▶ _WRITTEN REQUEST_:
Gather each line in the listing below that contains the string "right", matching case exactly.

▶ _SUPPLIED MATERIAL_:
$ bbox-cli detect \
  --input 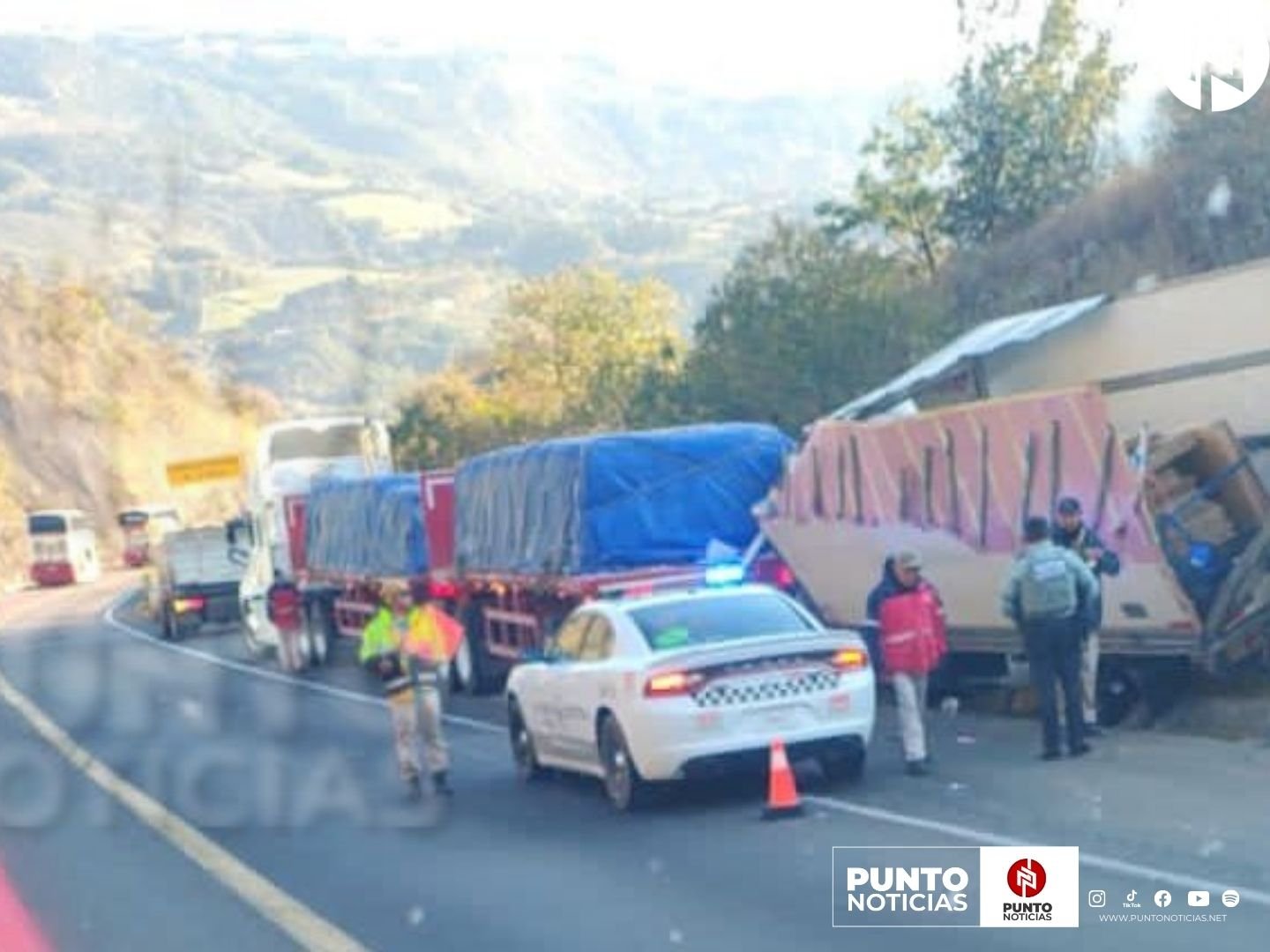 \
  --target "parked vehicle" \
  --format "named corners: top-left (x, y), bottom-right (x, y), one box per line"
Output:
top-left (507, 585), bottom-right (875, 810)
top-left (116, 505), bottom-right (183, 569)
top-left (228, 416), bottom-right (392, 666)
top-left (26, 509), bottom-right (101, 586)
top-left (278, 424), bottom-right (793, 693)
top-left (455, 424), bottom-right (794, 690)
top-left (156, 527), bottom-right (243, 640)
top-left (761, 389), bottom-right (1270, 718)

▶ _TASK ANSWER_:
  --format "named corners: top-left (x, y), bottom-right (x, y), one box per line"
top-left (507, 585), bottom-right (875, 810)
top-left (116, 505), bottom-right (183, 569)
top-left (228, 416), bottom-right (392, 666)
top-left (26, 509), bottom-right (101, 586)
top-left (278, 424), bottom-right (793, 693)
top-left (455, 424), bottom-right (794, 690)
top-left (156, 527), bottom-right (243, 640)
top-left (761, 389), bottom-right (1270, 718)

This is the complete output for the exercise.